---- Textauszug
Diese Kolumne beschäftigt sich mit aktuellen Marketing Trends aus den USA – mit einem kritischen Blick auf den vermeintlichen Vorsprung, den die USA in vielen Teildisziplinen hat.
Diese Kolumne beschäftigt sich mit aktuellen Marketing Trends aus den USA – mit einem kritischen Blick auf den vermeintlichen Vorsprung, den die USA in vielen Teildisziplinen hat.
(Bild: gemeinfrei / Unsplash)

Lassen wir doch einfach einmal die Zahlen sprechen: Aus der 2019er Studie der US-Publikation eMarketeer geht hervor, dass in den Vereinigten Staaten 129,34 Milliarden US-Dollar für digitale Werbung ausgegeben werden. Das entspricht einem Anteil von 54,2 Prozent aller Werbeausgaben. Zum Vergleich: in Deutschland werden im selben Zeitraum 7,28 Milliarden Euro investiert – 36,7 Prozent aller Werbeausgaben.
--------
__Aufgabenstellung 1__
Zeige jede Zeile der Datensätze, in der die Zeichenfolge „post“ vorkommt. Achte dabei auf Groß- und Kleinschreibung.
---- Gegebene Daten
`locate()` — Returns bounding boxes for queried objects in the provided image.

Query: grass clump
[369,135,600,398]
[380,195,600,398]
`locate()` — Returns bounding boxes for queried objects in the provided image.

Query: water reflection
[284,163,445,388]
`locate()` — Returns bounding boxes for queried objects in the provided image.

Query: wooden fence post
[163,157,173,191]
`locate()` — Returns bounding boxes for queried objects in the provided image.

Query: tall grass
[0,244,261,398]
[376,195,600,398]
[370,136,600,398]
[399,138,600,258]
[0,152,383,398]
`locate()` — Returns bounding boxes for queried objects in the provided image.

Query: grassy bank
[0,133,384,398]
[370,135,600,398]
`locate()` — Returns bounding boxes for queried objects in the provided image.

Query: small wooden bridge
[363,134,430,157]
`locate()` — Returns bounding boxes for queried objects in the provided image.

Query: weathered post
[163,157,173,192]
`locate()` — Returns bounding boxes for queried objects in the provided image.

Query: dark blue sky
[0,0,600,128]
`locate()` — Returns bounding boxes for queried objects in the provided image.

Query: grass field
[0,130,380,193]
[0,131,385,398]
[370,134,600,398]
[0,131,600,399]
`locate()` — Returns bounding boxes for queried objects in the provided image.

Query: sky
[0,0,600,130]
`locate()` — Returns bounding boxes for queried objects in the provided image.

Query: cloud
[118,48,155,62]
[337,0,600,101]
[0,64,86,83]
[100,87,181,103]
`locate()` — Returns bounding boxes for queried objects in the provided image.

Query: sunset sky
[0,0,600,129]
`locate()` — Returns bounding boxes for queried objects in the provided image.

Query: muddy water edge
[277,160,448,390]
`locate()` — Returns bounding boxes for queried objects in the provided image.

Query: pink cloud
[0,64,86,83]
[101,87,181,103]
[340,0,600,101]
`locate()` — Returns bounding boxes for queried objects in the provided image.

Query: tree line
--------
__Aufgabenstellung 2__
Beantworte anhand des Textauszugs:
(a) Von welcher US-Publikation stammt die erwähnte Studie?
(b) Wie viel wird in den Vereinigten Staaten für digitale Werbung ausgegeben?
(c) Welchen Betrag nennt der Textauszug für Deutschland im selben Zeitraum?

__Ergebnis 1__
Query: wooden fence post
Query: weathered post

__Ergebnis 2__
(a) eMarketeer
(b) 129,34 Milliarden US-Dollar
(c) 7,28 Milliarden Euro